— START OF WORKING DATA —

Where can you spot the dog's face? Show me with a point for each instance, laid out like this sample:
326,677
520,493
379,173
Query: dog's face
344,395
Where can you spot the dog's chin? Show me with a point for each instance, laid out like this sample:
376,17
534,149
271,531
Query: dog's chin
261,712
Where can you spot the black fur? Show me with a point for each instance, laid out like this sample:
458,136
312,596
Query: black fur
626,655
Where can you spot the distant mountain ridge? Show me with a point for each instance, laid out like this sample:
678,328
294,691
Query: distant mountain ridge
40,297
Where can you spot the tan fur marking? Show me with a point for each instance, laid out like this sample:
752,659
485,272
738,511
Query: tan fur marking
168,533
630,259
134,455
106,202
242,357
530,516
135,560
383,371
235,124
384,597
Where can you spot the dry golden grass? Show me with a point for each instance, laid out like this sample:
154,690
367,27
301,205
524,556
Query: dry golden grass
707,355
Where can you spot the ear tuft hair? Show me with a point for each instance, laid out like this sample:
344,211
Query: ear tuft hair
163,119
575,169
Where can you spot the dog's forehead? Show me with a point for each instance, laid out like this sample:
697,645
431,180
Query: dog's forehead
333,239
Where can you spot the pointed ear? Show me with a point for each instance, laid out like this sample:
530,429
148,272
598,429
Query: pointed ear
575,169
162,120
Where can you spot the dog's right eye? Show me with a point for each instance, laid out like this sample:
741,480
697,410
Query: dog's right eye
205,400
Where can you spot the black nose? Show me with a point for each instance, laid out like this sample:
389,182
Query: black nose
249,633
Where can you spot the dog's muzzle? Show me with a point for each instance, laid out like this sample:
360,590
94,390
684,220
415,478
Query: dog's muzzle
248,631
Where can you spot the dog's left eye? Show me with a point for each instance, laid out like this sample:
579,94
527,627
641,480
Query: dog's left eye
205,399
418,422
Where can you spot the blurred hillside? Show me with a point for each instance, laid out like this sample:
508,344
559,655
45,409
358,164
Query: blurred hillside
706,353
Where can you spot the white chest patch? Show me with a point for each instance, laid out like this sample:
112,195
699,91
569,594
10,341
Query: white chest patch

— END OF WORKING DATA —

Reproduce all the records above, changing every "Where can you spot" to "Where do you see" and leaving everything else as it is.

Where do you see the dog's face? Show me with a point for each instance, laid out like this sample:
326,677
520,493
379,173
Query: dog's face
344,395
Where do you see the dog's chin? Show me with a point for each instance, laid out like this sample:
376,17
534,149
271,531
Query: dog's chin
261,712
Where do you see the black fur? Show me with a point for each instance, laid out like this sample:
458,136
312,596
Query: black fur
626,655
Where do you see the distant mountain ridge? Show me with a point for each instance, laid out like this sample:
678,328
294,691
Query: distant mountain ridge
40,297
Where do you see the tan fur marking? Show me with a point for each instance, laid out like this sample:
752,659
485,272
738,511
Query: tan fur marking
168,533
630,259
134,455
106,202
242,357
530,516
135,560
383,371
235,124
384,597
Where do you see the dry golden grass? Show me with a point for each instance, laid out like this sample:
154,690
367,27
301,205
524,556
Query: dry golden grass
707,355
Where do you see the ear tuft hair? Show me with a point for each instance, laid out like this sample:
344,211
Query: ear tuft hair
163,119
575,169
Where do you see the dog's forehead? Show me with a point for each instance, laid out like this sample:
697,645
431,180
Query: dog's forehead
333,239
Where do you see the pointed ear? Show me with a point for each instance, laid out like this sample:
530,429
148,272
598,429
Query: pointed ear
575,169
162,120
Where do you see the dog's right eye? Show me with a point for each instance, laid out like this sample:
741,480
697,410
Query: dog's right eye
205,400
Where do you see the black nose? Show me with a point for each instance, laid out like this sample:
389,182
Query: black nose
249,633
Where do you see the dog's muzzle? Show me with a point for each instance, laid out like this sample:
360,590
94,390
684,220
415,478
Query: dog's muzzle
248,631
Where do you see the dog's left eye? Show me with a point for each instance, laid out like this sample:
579,94
527,627
641,480
Query: dog's left eye
205,399
418,422
Where do you see the blurred hillside? Show me with a point for each instance, laid out like this sample:
508,344
559,655
45,409
358,164
Query: blurred hillside
706,353
Where do you see the white chest patch? Show me with a point for each instance, laid out like this sample:
112,195
699,91
569,594
10,341
Query: white chest patch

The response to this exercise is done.